■ Stated goal:
Leave out the pictures; transcribe all else exactly.

■ Extracted material:
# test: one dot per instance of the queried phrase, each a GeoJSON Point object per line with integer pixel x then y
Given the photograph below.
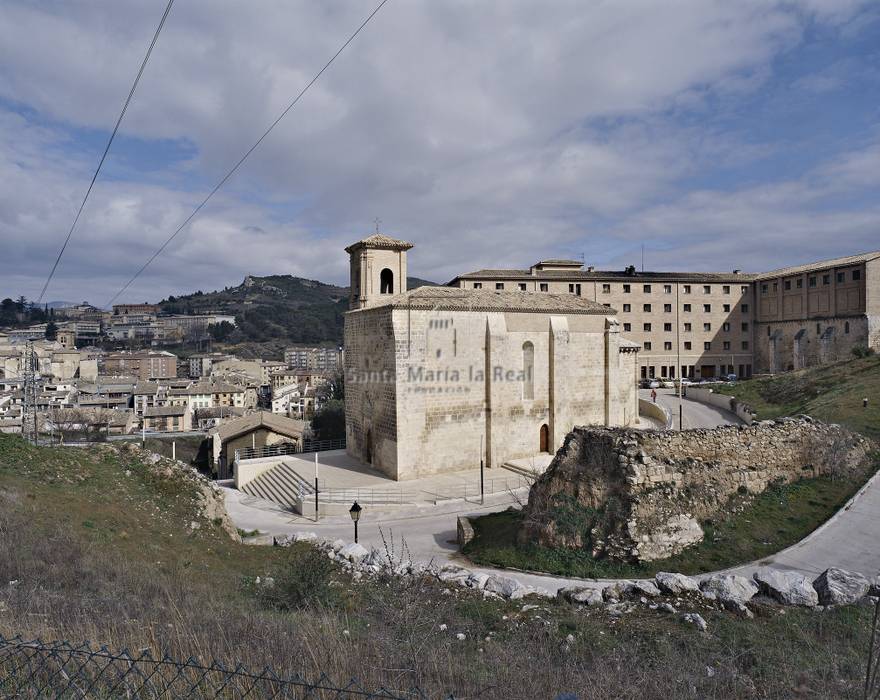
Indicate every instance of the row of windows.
{"type": "Point", "coordinates": [812, 281]}
{"type": "Point", "coordinates": [687, 308]}
{"type": "Point", "coordinates": [687, 327]}
{"type": "Point", "coordinates": [688, 345]}
{"type": "Point", "coordinates": [667, 289]}
{"type": "Point", "coordinates": [575, 288]}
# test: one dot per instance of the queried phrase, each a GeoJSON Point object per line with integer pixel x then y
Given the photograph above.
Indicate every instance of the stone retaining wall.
{"type": "Point", "coordinates": [641, 496]}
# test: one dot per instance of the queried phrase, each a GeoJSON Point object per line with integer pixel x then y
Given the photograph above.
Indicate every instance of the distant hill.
{"type": "Point", "coordinates": [275, 311]}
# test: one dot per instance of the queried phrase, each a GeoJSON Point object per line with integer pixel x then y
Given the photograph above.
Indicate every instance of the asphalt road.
{"type": "Point", "coordinates": [849, 540]}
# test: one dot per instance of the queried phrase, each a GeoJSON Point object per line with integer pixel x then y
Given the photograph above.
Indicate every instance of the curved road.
{"type": "Point", "coordinates": [849, 540]}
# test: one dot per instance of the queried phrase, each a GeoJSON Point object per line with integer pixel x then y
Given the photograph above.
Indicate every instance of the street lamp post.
{"type": "Point", "coordinates": [355, 513]}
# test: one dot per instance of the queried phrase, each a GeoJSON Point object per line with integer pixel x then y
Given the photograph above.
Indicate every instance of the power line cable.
{"type": "Point", "coordinates": [107, 148]}
{"type": "Point", "coordinates": [245, 156]}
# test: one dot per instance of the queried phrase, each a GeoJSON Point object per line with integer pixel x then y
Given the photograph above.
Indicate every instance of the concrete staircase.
{"type": "Point", "coordinates": [281, 485]}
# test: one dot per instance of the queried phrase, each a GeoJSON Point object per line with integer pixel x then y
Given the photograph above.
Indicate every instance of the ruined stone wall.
{"type": "Point", "coordinates": [642, 495]}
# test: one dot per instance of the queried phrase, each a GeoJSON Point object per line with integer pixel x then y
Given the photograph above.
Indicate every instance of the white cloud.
{"type": "Point", "coordinates": [488, 133]}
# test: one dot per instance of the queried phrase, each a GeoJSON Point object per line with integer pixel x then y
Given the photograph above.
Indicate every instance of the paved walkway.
{"type": "Point", "coordinates": [694, 413]}
{"type": "Point", "coordinates": [849, 540]}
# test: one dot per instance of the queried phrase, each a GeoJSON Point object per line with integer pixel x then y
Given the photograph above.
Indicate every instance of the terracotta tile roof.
{"type": "Point", "coordinates": [455, 299]}
{"type": "Point", "coordinates": [379, 240]}
{"type": "Point", "coordinates": [606, 276]}
{"type": "Point", "coordinates": [821, 265]}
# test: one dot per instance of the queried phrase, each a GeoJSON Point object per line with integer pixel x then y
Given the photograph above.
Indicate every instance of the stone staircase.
{"type": "Point", "coordinates": [281, 485]}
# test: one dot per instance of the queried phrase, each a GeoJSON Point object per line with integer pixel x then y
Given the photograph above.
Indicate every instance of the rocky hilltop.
{"type": "Point", "coordinates": [641, 496]}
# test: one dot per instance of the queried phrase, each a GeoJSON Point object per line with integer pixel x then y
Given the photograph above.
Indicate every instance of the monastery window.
{"type": "Point", "coordinates": [386, 281]}
{"type": "Point", "coordinates": [528, 371]}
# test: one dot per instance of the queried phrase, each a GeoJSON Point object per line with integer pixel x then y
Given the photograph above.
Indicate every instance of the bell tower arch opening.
{"type": "Point", "coordinates": [375, 263]}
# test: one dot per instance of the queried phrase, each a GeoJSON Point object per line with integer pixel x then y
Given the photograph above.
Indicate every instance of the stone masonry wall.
{"type": "Point", "coordinates": [640, 496]}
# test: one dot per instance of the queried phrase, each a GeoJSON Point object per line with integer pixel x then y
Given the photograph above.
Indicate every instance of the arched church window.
{"type": "Point", "coordinates": [386, 281]}
{"type": "Point", "coordinates": [528, 378]}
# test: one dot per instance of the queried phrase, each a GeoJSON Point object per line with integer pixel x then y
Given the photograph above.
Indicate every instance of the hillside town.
{"type": "Point", "coordinates": [84, 391]}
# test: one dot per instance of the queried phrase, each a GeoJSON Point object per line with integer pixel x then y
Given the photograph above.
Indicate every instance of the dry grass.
{"type": "Point", "coordinates": [103, 556]}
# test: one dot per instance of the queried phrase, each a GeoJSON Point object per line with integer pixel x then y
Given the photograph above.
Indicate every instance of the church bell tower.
{"type": "Point", "coordinates": [378, 269]}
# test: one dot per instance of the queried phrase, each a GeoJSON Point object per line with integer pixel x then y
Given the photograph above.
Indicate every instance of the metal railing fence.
{"type": "Point", "coordinates": [37, 669]}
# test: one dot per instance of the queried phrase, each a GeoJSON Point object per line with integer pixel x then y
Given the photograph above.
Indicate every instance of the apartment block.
{"type": "Point", "coordinates": [325, 359]}
{"type": "Point", "coordinates": [817, 313]}
{"type": "Point", "coordinates": [708, 324]}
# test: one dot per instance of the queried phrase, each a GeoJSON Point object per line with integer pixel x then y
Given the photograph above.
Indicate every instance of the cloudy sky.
{"type": "Point", "coordinates": [719, 135]}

■ Response to the exercise:
# test: one dot per instance of the queried phrase, each a GeoJSON Point object per line with integer pixel x then y
Given the photograph below.
Indicate every instance of the row of windows.
{"type": "Point", "coordinates": [812, 281]}
{"type": "Point", "coordinates": [687, 308]}
{"type": "Point", "coordinates": [687, 327]}
{"type": "Point", "coordinates": [688, 345]}
{"type": "Point", "coordinates": [667, 289]}
{"type": "Point", "coordinates": [575, 288]}
# test: one dot per instance of the queried phrase, each a GeoJSON Point object per line with integer pixel x then y
Given the photograph above.
Indicate every instance of the stone retaining wall.
{"type": "Point", "coordinates": [641, 496]}
# test: one dot per instance of the queried phrase, each a GeoJSON Point object per line with integer pixel x then y
Given the photograph above.
Indicate every instance of the distant hill.
{"type": "Point", "coordinates": [275, 311]}
# test: one dot per instance of the queried phrase, each a GeoJSON Point object per line with integer pixel x then y
Given the photograph above.
Indicate every instance of the asphalt road.
{"type": "Point", "coordinates": [849, 540]}
# test: one dot per instance of the queried phrase, each a GeoJSON Point object per line with integer pixel x then y
Given the photograph above.
Indicate every instance of the curved road.
{"type": "Point", "coordinates": [849, 540]}
# test: one dot per instance of the queried phrase, each a GeoJSON Point object per line with integer pixel x then y
Given the photograph above.
Indicate every instance of the street lamp post.
{"type": "Point", "coordinates": [355, 513]}
# test: one dot per instance of the queried phrase, each a GeoJSON Point object per line with integer pixel x then y
Given the photograph above.
Indicate every instance of the power line cable.
{"type": "Point", "coordinates": [107, 148]}
{"type": "Point", "coordinates": [245, 156]}
# test: one dot per instance of the queried phrase, each a GeoJSON Point object per line with integer pixel x then y
Given the photograph above.
Indicate every instance of the concrete staircase.
{"type": "Point", "coordinates": [281, 485]}
# test: one dot per instance of the queried phrase, each a GeoJSON Point object per line with integer pixel x then y
Given the photograph above.
Indicate every instance of the ruined stone wall.
{"type": "Point", "coordinates": [642, 495]}
# test: one dot per instance of the queried phrase, each a GeoJSON Point object per line with integer pixel x then y
Given the photograph above.
Indicate every instance of the white cloud.
{"type": "Point", "coordinates": [488, 133]}
# test: one dot per instance of the queried phrase, each a GeoJSON Point object per line with integer pixel x then y
Given the photograph above.
Indicate every instance of the paved walkway.
{"type": "Point", "coordinates": [694, 413]}
{"type": "Point", "coordinates": [849, 540]}
# test: one dot per instance of the queried phrase, each a GeoJSON Point object per line with integer pixel x then y
Given the photograph above.
Indicate every instance of the terracotta tile roof.
{"type": "Point", "coordinates": [455, 299]}
{"type": "Point", "coordinates": [379, 240]}
{"type": "Point", "coordinates": [606, 276]}
{"type": "Point", "coordinates": [821, 265]}
# test: one dot per instance of the queried phrase, each a GeoJSON Point object per line with integer pixel x then y
Given the photograph above.
Indicate every instance of the stone staircase.
{"type": "Point", "coordinates": [281, 485]}
# test: one dot per instance of the queried phrase, each a GeoJSON Point object per line with integer pixel x then y
Given the photograph above.
Indicate every instance of the rocky hilltop.
{"type": "Point", "coordinates": [641, 496]}
# test: one dot per instance of the queried phrase, each a GeoJSON Point object per line with integer pixel x then y
Given the photograph above.
Indicate every instance of the monastery window.
{"type": "Point", "coordinates": [386, 281]}
{"type": "Point", "coordinates": [528, 371]}
# test: one dot per instance of the queried phrase, each a GeoJSON Point object per line with integer pixel x then y
Given the photograph above.
Indicate every instance of the bell tower arch opening.
{"type": "Point", "coordinates": [375, 263]}
# test: one dot per instance of the queried phrase, each a GeoJSON Point object per line with integer pixel x then y
Given the photograph above.
Indicate every instance of the stone masonry wall.
{"type": "Point", "coordinates": [640, 496]}
# test: one dot per instance of the queried phrase, each a GeoJSON Point object per line with integer pixel x then y
Given the photograph above.
Indicate every instance of the arched church window.
{"type": "Point", "coordinates": [386, 281]}
{"type": "Point", "coordinates": [528, 378]}
# test: one dot per instance of the queried phrase, each a GeoJSON Point object per line with integer pixel x then y
Given the photograph above.
Indicate every instance of the hillside town.
{"type": "Point", "coordinates": [84, 391]}
# test: one dot per instance of the queried phrase, each a GeoJSON Point object per line with integer pixel x then y
Given the photograph above.
Indicate every instance of the dry grass.
{"type": "Point", "coordinates": [103, 556]}
# test: one dot per instance of the queried phrase, each a GeoJSON Point object per line with integer pixel x then y
Given the photograph above.
Indicate every instance of the church bell tower.
{"type": "Point", "coordinates": [378, 269]}
# test: one dot per instance of the queried phrase, each a GeoJSON Point object per line with integer pixel x then y
Given the photograph above.
Indicate every instance of the metal railing fence.
{"type": "Point", "coordinates": [37, 669]}
# test: one dot per instance of the queried phrase, each a GeoJSON Point object per line with integer pixel x then y
Given the photograph above.
Indicate every instance of the apartment block.
{"type": "Point", "coordinates": [325, 359]}
{"type": "Point", "coordinates": [817, 313]}
{"type": "Point", "coordinates": [708, 324]}
# test: one dot per instance of the queried phrase, each a GeoJSON Point object per line with integer pixel x then y
Given the photograph above.
Indicate every instance of the cloudy sky.
{"type": "Point", "coordinates": [719, 135]}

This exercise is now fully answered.